→ **PASSAGE FOR REVIEW**:
The fix is to make the score and the trace travel together, so a passing case is auditable, not just countable:

import { evaluate } from "agent-eval";
import { trace } from "agentlens";

interface GatedResult {
  passed: boolean;
  score: number;
  traceId: string;     // the receipt
  heldOut: boolean;    // was this case ever debugged against?
}

async function gatedRun(testCase: TestCase): Promise<GatedResult> {
  // AgentLens records every model + tool step, resolved inputs, raw outputs.
  const session = trace.start({ caseId: testCase.id });

  const output = await runAgent(testCase.input, { trace: session });

  // agent-eval scores the OUTPUT: deterministic checks + judge rubric + drift.
  const verdict = await evaluate(output, {
    expected: testCase.expected,
    checks: ["schema", "grounding", "drift"],
    judge: "rubric-v3",
  });

  await session.attach({ verdict }); // bind score <-> trace

  return {
    passed: verdict.score >= 0.8,
    score: verdict.score,
    traceId: session.id,         // open this to see WHY it passed
    heldOut: testCase.heldOut,   // overfit guard, see below
  };
}

Two things in that snippet are doing the anti-Goodhart work. The traceId means no pass is unexplainable — every green is one click from its own evidence. And heldOut is the discipline that keeps the suite from collapsing into a training set.

Three rules to keep the measure honest

Tooling won't save you from Goodhart on its own. The process around it has to hold the line:

Quarantine a held-out set you never debug against. If you've ever opened the trace for a case to fix a failure, that case is burned for measurement — it's now a regression test, not an evaluation. Keep a rotating set you only ever score, never tune toward. When held-out and debugged scores diverge, that gap is your overfit, measured directly.

→ **PARTS OF THE EXERCISE**:
1) In the passage on agent evaluation, what does a case become once you have opened its trace to fix a failure?
2) Please translate this sentence from the passage on agent evaluation into Spanish: "Tooling won't save you from Goodhart on its own."

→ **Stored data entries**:
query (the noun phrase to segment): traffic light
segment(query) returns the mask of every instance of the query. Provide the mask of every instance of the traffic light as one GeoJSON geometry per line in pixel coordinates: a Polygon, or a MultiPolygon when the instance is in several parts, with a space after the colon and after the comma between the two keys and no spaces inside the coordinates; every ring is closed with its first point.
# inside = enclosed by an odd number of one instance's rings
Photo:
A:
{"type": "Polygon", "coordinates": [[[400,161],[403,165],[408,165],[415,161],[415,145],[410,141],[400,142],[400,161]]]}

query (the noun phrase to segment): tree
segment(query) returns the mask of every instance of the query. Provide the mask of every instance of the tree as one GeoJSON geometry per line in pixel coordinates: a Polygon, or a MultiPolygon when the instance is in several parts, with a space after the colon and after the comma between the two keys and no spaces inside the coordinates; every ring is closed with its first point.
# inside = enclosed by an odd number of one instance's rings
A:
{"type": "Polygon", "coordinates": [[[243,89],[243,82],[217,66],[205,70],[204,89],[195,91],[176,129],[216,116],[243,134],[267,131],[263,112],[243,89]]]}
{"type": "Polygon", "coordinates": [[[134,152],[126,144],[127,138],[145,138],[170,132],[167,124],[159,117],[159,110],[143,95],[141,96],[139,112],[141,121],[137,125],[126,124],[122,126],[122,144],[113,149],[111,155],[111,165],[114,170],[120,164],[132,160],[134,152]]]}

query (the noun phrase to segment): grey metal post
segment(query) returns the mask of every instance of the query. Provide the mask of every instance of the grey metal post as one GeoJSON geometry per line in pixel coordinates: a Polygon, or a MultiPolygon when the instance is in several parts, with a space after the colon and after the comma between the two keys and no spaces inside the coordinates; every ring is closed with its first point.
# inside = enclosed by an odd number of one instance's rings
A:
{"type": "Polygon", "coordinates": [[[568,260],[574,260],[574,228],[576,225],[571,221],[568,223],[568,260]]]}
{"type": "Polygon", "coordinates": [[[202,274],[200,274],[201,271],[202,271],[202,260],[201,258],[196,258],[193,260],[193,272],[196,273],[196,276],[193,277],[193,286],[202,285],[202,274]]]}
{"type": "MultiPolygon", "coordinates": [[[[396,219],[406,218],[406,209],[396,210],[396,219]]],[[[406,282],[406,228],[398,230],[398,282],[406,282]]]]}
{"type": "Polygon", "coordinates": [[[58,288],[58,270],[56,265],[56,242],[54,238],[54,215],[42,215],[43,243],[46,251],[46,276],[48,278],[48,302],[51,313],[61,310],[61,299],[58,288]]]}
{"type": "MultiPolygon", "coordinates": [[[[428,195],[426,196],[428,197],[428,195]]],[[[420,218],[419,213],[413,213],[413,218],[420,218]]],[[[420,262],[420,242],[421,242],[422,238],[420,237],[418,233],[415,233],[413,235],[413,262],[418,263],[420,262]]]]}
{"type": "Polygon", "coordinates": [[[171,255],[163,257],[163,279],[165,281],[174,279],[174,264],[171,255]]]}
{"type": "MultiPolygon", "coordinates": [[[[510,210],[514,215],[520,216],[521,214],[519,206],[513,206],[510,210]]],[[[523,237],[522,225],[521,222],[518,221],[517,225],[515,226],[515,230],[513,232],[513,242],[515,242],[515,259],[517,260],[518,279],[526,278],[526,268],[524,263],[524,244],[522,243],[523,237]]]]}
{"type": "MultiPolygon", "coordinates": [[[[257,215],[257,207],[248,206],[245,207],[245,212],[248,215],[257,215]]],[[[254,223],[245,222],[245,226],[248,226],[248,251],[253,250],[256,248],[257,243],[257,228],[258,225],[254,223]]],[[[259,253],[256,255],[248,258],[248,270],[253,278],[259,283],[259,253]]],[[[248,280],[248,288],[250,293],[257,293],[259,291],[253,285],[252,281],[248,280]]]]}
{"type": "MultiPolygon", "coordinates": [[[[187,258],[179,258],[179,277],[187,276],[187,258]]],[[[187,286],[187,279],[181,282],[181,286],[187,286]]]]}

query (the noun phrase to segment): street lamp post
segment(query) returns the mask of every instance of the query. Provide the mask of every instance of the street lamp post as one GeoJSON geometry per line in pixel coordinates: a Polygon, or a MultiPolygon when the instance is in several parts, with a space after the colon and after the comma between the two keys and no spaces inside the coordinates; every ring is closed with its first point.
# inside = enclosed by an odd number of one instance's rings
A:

→ **PROBLEM SOLUTIONS**:
1) It becomes a regression test rather than an evaluation, so it is burned for measurement.

2) Las herramientas no te salvarán de Goodhart por sí solas.